* The problem
Rewrite all the records below as a JSON list of strings with one string per line, leaving out any blank lines.

[Dataset entries]

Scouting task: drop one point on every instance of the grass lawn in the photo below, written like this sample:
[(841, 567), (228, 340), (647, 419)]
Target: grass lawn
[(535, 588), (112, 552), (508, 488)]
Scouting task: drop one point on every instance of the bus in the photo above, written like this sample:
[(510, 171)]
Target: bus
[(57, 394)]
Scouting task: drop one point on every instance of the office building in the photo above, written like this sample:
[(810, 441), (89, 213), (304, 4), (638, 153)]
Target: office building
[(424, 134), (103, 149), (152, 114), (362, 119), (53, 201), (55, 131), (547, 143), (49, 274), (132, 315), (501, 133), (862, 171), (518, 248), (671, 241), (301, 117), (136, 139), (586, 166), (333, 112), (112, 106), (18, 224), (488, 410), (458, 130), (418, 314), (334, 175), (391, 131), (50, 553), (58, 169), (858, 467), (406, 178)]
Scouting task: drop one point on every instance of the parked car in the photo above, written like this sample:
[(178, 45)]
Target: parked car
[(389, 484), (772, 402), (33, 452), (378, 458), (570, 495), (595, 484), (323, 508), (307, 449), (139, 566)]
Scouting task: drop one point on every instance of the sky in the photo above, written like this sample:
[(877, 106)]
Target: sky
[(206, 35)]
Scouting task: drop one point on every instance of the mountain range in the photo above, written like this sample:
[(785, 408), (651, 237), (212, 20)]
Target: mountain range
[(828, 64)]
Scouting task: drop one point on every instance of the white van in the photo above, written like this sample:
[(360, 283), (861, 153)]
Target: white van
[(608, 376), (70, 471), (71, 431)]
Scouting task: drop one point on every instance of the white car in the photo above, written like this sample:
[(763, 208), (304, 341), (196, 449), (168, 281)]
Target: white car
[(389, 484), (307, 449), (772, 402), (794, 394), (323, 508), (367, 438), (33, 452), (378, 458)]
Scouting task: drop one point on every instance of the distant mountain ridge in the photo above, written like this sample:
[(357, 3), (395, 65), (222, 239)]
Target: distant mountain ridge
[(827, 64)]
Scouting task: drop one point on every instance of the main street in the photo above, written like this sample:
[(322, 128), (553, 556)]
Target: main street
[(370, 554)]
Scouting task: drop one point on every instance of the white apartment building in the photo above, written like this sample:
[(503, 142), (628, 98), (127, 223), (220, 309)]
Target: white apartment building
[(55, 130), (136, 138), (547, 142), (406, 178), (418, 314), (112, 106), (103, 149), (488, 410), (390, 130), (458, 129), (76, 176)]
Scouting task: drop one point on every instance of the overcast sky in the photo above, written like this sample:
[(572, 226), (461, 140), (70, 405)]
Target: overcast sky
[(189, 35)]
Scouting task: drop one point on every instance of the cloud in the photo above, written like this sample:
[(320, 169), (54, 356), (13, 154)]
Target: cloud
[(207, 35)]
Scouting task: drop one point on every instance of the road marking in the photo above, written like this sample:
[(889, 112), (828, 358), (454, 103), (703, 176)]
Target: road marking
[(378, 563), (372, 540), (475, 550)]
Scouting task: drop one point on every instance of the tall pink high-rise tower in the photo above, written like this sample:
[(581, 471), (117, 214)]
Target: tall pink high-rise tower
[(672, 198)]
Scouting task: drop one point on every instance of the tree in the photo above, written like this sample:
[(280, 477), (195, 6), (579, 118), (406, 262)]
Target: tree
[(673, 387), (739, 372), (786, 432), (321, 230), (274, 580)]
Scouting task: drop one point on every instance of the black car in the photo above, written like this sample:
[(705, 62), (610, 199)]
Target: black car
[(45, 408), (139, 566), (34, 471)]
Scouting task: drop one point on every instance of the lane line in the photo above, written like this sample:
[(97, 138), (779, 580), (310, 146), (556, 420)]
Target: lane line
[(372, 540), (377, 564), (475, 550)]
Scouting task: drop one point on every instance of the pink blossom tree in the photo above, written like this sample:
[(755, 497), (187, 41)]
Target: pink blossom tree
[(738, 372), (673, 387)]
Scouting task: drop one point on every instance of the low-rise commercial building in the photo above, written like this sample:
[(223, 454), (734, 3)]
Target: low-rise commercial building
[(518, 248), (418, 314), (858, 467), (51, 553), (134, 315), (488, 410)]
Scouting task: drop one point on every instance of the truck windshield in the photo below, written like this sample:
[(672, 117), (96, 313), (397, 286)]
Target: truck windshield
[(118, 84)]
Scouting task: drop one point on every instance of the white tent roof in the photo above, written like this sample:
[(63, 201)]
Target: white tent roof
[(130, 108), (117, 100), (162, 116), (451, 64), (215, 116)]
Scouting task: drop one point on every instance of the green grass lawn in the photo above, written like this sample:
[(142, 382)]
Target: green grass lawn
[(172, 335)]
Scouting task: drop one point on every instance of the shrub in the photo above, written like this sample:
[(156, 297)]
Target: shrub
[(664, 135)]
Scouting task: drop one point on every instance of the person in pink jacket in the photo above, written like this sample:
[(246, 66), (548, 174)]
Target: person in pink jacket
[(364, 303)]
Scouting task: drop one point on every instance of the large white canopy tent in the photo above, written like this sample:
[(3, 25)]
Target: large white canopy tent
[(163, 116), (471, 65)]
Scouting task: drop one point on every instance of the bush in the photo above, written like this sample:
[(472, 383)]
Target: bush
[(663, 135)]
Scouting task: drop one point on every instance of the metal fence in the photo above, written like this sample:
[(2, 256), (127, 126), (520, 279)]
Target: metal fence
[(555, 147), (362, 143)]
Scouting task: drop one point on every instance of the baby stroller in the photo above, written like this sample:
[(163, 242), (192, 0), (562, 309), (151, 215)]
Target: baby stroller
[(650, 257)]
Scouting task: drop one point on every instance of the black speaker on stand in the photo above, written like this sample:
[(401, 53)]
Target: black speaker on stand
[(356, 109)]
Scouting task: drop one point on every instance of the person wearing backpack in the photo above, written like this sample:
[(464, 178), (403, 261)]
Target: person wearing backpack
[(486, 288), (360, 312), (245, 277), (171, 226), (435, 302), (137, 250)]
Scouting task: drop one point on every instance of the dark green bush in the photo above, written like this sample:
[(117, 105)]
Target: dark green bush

* Worked answer
[
  "Scouting task: drop one point on every instance of the grass lawn in the photo below, written like this sample:",
  "[(841, 567), (228, 340), (647, 419)]",
  "Target: grass lawn",
  "[(535, 588), (112, 552), (508, 488)]",
  "Scouting task: drop one point on every instance of the bus in the photo above, written like this sample:",
  "[(510, 171)]",
  "Target: bus",
  "[(57, 394)]",
  "Scouting task: drop one point on every instance of the office building in the photo above, written like this sample:",
  "[(810, 441), (89, 213), (304, 4), (638, 153)]",
  "Target: office building",
  "[(424, 134), (103, 149), (152, 114), (362, 119), (53, 201), (55, 131), (547, 143), (49, 274), (132, 315), (501, 133), (862, 171), (518, 248), (671, 241), (301, 117), (136, 139), (586, 166), (333, 112), (112, 106), (18, 224), (488, 410), (458, 130), (418, 314), (334, 175), (391, 131), (50, 553), (58, 169), (858, 467), (406, 178)]",
  "Scouting task: drop one point on every instance of the parked car in the photo above, written like this sample:",
  "[(178, 45)]",
  "Target: parked car",
  "[(389, 484), (772, 402), (33, 452), (378, 458), (570, 495), (595, 484), (323, 508), (307, 449), (139, 566)]",
  "Scouting task: drop one point on every instance of the sky in the photo above, written like this sample:",
  "[(877, 106)]",
  "Target: sky",
  "[(206, 35)]",
  "Scouting task: drop one point on every instance of the mountain range in the photo above, written like this sample:",
  "[(785, 408), (651, 237), (212, 20)]",
  "Target: mountain range",
  "[(828, 64)]",
  "Scouting task: drop one point on every instance of the white van in the photo above, written like this sample:",
  "[(360, 283), (861, 153)]",
  "Target: white van",
  "[(608, 376), (70, 471), (71, 431)]",
  "Scouting task: drop one point on every instance of the white car in the photo above, written like this sample:",
  "[(763, 208), (304, 341), (196, 449), (168, 281)]",
  "Target: white car",
  "[(389, 484), (307, 449), (772, 402), (794, 394), (323, 508), (367, 438), (33, 452), (378, 458)]",
  "Scouting task: drop one point on every instance of the distant mountain ridge in the photo above, written like this sample:",
  "[(357, 3), (395, 65), (222, 239)]",
  "Target: distant mountain ridge",
  "[(827, 64)]",
  "Scouting task: drop one point on every instance of the main street in the photo above, written like this sample:",
  "[(322, 128), (553, 556)]",
  "Target: main street",
  "[(370, 554)]",
  "Scouting task: drop one point on every instance of the white apartment building in the photo above, written like this sample:",
  "[(503, 142), (628, 98), (127, 223), (220, 309)]",
  "Target: white apartment building",
  "[(55, 130), (136, 138), (547, 142), (406, 178), (418, 314), (112, 106), (103, 149), (488, 410), (390, 130), (458, 129), (76, 176)]",
  "Scouting task: drop one point on every instance of the overcast sky in the photo above, written like this sample:",
  "[(572, 226), (461, 140), (70, 405)]",
  "Target: overcast sky",
  "[(189, 35)]",
  "Scouting task: drop one point on every instance of the cloud in the photo above, written like this sample:",
  "[(320, 169), (54, 356), (13, 154)]",
  "Target: cloud",
  "[(207, 35)]",
  "Scouting task: drop one point on every instance of the road marking in the photo above, written like this sample:",
  "[(889, 112), (828, 358), (454, 103), (703, 176)]",
  "Target: road marking",
  "[(378, 563), (372, 540), (475, 550)]",
  "Scouting task: drop one point on every instance of the tall pink high-rise tower in the photo above, written like this sample:",
  "[(581, 471), (117, 214)]",
  "Target: tall pink high-rise tower",
  "[(672, 198)]",
  "Scouting task: drop one point on every instance of the tree in the photo above, written like this sample:",
  "[(280, 477), (195, 6), (579, 118), (406, 262)]",
  "Target: tree",
  "[(673, 387), (739, 372), (786, 432), (321, 230), (274, 580)]",
  "Scouting task: drop one point on every instance of the black car in the photo above, written like this sample:",
  "[(705, 62), (610, 199)]",
  "Target: black car",
  "[(45, 408), (139, 566), (34, 471)]",
  "Scouting task: drop one point on every instance of the lane line in the photo above, written like this sample:",
  "[(97, 138), (779, 580), (310, 146), (556, 420)]",
  "Target: lane line",
  "[(372, 540), (377, 564), (475, 550)]",
  "Scouting task: drop one point on every instance of the pink blossom tree in the photo above, written like this sample:",
  "[(755, 497), (187, 41)]",
  "Target: pink blossom tree",
  "[(738, 372), (673, 387)]",
  "Scouting task: drop one point on every instance of the low-rise commercial building in the photo above, written like this sample:",
  "[(223, 454), (734, 3)]",
  "Target: low-rise commercial building",
  "[(518, 248), (418, 314), (858, 467), (51, 553), (134, 315), (488, 410)]",
  "Scouting task: drop one point on every instance of the truck windshield in the photo below, written like this sample:",
  "[(672, 117), (96, 313), (397, 286)]",
  "Target: truck windshield",
  "[(118, 84)]",
  "Scouting task: drop one point on every instance of the white tent roof in the photo above, written like this sample:",
  "[(63, 201)]",
  "Target: white tent roof",
  "[(130, 108), (117, 100), (162, 116), (451, 64), (215, 116)]",
  "Scouting task: drop one point on every instance of the green grass lawn in the photo above, written like this sample:",
  "[(142, 382)]",
  "Target: green grass lawn",
  "[(172, 335)]",
  "Scouting task: drop one point on every instance of the shrub in the photo above, written like this sample:",
  "[(156, 297)]",
  "Target: shrub",
  "[(664, 135)]",
  "Scouting task: drop one point on every instance of the person in pink jacket in the photo above, written like this sample:",
  "[(246, 66), (548, 174)]",
  "Target: person in pink jacket",
  "[(364, 303)]",
  "Scouting task: drop one point on every instance of the large white canopy tent in the photo above, written like this sample:",
  "[(3, 25)]",
  "Target: large white canopy tent",
  "[(163, 116), (471, 65)]",
  "Scouting task: drop one point on every instance of the bush in the photo above, written like this sample:",
  "[(472, 383)]",
  "Target: bush",
  "[(663, 135)]",
  "Scouting task: drop one point on every instance of the metal fence in the photo above, written like this sample:",
  "[(2, 256), (127, 126), (520, 279)]",
  "Target: metal fence",
  "[(555, 147), (362, 143)]",
  "Scouting task: drop one point on every instance of the baby stroller in the photo above, written like this sample:",
  "[(163, 242), (192, 0), (562, 309), (151, 215)]",
  "Target: baby stroller",
  "[(650, 257)]",
  "Scouting task: drop one point on every instance of the black speaker on stand in the photo above, written like this sample:",
  "[(401, 53)]",
  "Target: black speaker on stand",
  "[(356, 109)]",
  "Scouting task: drop one point on every instance of the person wearing backpack in the photo above, written like this sample:",
  "[(464, 178), (403, 261)]",
  "Target: person wearing backpack",
  "[(486, 288), (360, 312), (245, 277), (171, 226), (435, 302), (137, 250)]",
  "Scouting task: drop one point on every instance of the dark green bush in the photo above, written like this sample:",
  "[(117, 105)]",
  "Target: dark green bush"
]